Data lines
::::
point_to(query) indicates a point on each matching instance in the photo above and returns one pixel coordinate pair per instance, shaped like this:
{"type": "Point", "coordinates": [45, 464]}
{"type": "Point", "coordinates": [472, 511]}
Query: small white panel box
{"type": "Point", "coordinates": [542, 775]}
::::
### PROBLEM TO WORK ON
Recast the entries above as a Markdown table with two columns, No. and Line, giving each non-blank line its own numbered row.

### RESULT OF THIS TASK
| No. | Line |
|---|---|
| 1 | point_to(query) indicates a point on each matching instance in the photo above and returns one pixel coordinate pair per instance, shaped like this: |
| 2 | {"type": "Point", "coordinates": [45, 464]} |
| 3 | {"type": "Point", "coordinates": [472, 511]} |
| 4 | Query: small white panel box |
| 5 | {"type": "Point", "coordinates": [542, 775]} |